SELECTED TEXT section start
Logical vs Physical Modeling
Structured Query Language (SQL)
• Widely used non-procedural database query language
• Question: What is the name, email address and yearly
income of the customer with customerKey ‘11009’?
Customer Table
DimCustomer
Components of a DBMS
• Database system has five main pieces;
– Client Communications Manager that manages
communication between the users and the database
– Process manager that encapsulates and schedules the
various tasks in the system
– A statement-at-a time query processing engine
– A shared transactional storage subsystem that knits
together storage, buffer management, concurrency
control and recovery
– A set of shared utilities including memory
management, disk space management, replication,
and various batch utilities used for administration
Architectural Components of a DBMS
Life of a Query
• A database interaction at an airport, in which
a gate agent clicks on a form to request the
passenger list for a flight
• This button click results in a single-query
transaction
Life of a Query
• The personal computer at the airport gate (the “client”)
calls an API that in turn communicates over a network to
establish a connection with the Client Communications
Manager of a DBMS
– the responsibility of the DBMS’ client communications manager
• to establish and remember the connection state for the caller
• to respond to SQL commands from the caller
• to return both data and control messages (result codes, errors, etc.) as
appropriate
• In gate agent’s query example, the communications
manager would
– establish the security credentials of the client
– set up state to remember the details of the new connection and
the current SQL command across calls
– forward the client’s first request deeper into the DBMS to be
processed
Life of a Query
• Upon receiving the client’s first SQL command, the DBMS
(Process Manager) must assign a “thread of computation”
to the command
– Make decision regarding admission control: whether the system
should begin processing the query immediately, or defer
execution until a time when enough system resources are
available to devote to this query
• Begin executing the gate agent’s query by Relational Query
Processor.
SELECTED TEXT section end
INPUT DATA section start
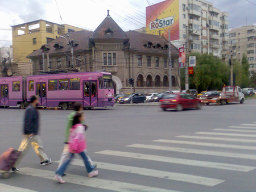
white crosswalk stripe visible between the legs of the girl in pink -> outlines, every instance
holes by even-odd
[[[56,162],[59,162],[59,161],[56,161]],[[202,176],[193,176],[191,174],[163,172],[160,170],[144,169],[144,168],[138,168],[134,166],[109,164],[109,163],[97,162],[97,161],[94,161],[94,162],[97,163],[97,168],[99,169],[113,170],[116,172],[134,173],[142,176],[163,178],[165,180],[182,181],[182,182],[195,183],[198,185],[205,185],[205,186],[215,186],[224,182],[224,180],[217,180],[214,178],[208,178],[208,177],[202,177]],[[84,162],[82,160],[77,160],[77,159],[73,160],[71,164],[84,166]]]

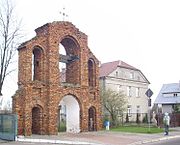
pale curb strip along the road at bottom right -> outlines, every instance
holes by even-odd
[[[154,143],[154,142],[169,140],[169,139],[174,139],[174,138],[180,138],[180,135],[161,137],[161,138],[156,138],[156,139],[152,139],[152,140],[138,141],[138,142],[134,142],[134,143],[131,143],[128,145],[141,145],[141,144]]]

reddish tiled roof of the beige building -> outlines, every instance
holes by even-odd
[[[118,61],[107,62],[107,63],[101,64],[100,69],[99,69],[99,77],[108,76],[117,67],[138,70],[137,68],[125,63],[124,61],[118,60]]]

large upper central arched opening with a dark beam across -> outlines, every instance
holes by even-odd
[[[65,51],[62,54],[61,49]],[[79,84],[80,83],[80,67],[79,67],[79,45],[77,41],[71,36],[66,36],[61,40],[59,45],[59,68],[63,68],[63,65],[66,66],[64,72],[61,72],[60,78],[63,78],[62,83],[68,84]],[[65,77],[63,77],[63,76]]]

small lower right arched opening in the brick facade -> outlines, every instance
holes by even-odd
[[[95,107],[90,107],[88,110],[88,128],[89,131],[96,131],[97,124],[96,124],[96,109]]]

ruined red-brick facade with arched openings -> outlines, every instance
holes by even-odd
[[[35,31],[18,49],[18,90],[13,96],[18,134],[57,134],[59,103],[66,95],[79,104],[80,131],[101,129],[99,62],[87,46],[87,35],[70,22],[47,23]],[[66,51],[63,83],[59,44]]]

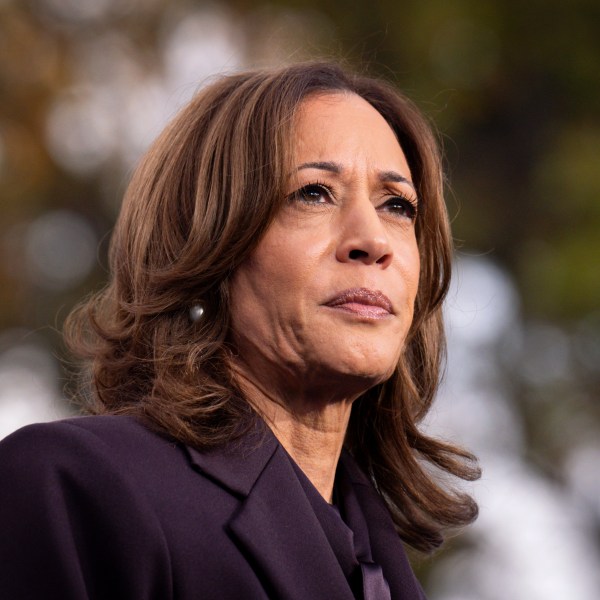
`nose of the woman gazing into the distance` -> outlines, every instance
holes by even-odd
[[[370,200],[355,202],[344,211],[336,258],[387,267],[393,250],[377,209]]]

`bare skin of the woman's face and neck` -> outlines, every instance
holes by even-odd
[[[306,99],[294,145],[288,199],[232,280],[234,370],[330,502],[352,402],[393,373],[412,321],[417,198],[393,131],[357,95]]]

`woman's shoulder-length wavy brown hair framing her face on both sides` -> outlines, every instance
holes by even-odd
INPUT DATA section end
## EXERCISE 1
Extract the part of the DBMS notes between "Logical vs Physical" and "with customerKey ‘11009’?", inclusive.
## EXERCISE 2
According to the DBMS notes, what does the Process Manager assign to the client's first SQL command when it receives it?
## EXERCISE 3
Proceed with the DBMS notes, picking up after their last sentence.
The entries were drawn from a separate source unrelated to the DBMS notes.

## WRITTEN RESPONSE 1
Logical vs Physical Modeling
Structured Query Language (SQL)
• Widely used non-procedural database query language
• Question: What is the name, email address and yearly
income of the customer with customerKey ‘11009’?

## WRITTEN RESPONSE 2
A "thread of computation."

## WRITTEN RESPONSE 3
– checks that the user is authorized to run the query, and
compiles the user’s SQL query text into an internal query plan
– The plan executor consists of a suite of “operators” (relational
algorithm implementations) for executing any query
• Operators implement relational query processing tasks including joins,
selection, projection, aggregation, sorting, etc.
Life of a Query
• One or more operators exist to request data from the
database. These operators make calls to fetch data
from the DBMS’ Transactional Storage Manager
– Manages all data access (read) and manipulation (create,
update, delete) calls
– Invoke the transaction management code to ensure the
well-known “ACID” properties of transactions
– Before accessing data;
• locks are acquired from a lock manager to ensure correct
execution in the face of other concurrent queries.
• If the gate agent’s query involved updates to the database, it
would interact with the log manager to ensure that the transaction
was durable if committed, and fully undone if aborted
Life of a Query
• Agent’s query has begun to access data records, and is
ready to use them to compute results for the client.
– done by “unwinding the stack” of activities
• The access methods return control to the query executor’s operators
– which orchestrate the computation of result tuples from database data
• as result tuples are generated, they are placed in a buffer for the
client communications manager
– which ships the results back to the caller.
• At the end of the query: the transaction is completed and
the connection closed
– the transaction manager cleaning up state for the transaction
– the process manager freeing any control structures for the
query
– the communications manager cleaning up communication
state for the connection
Life of a Query
• Shared components and utilities that are vital to
the operation of a full-function DBMS.
• The catalog and memory managers are invoked
as utilities during any transaction.
– The catalog is used by the query processor during
authentication, parsing, and query optimization.
– The memory manager is used throughout the DBMS
whenever memory needs to be dynamically allocated
or deallocated.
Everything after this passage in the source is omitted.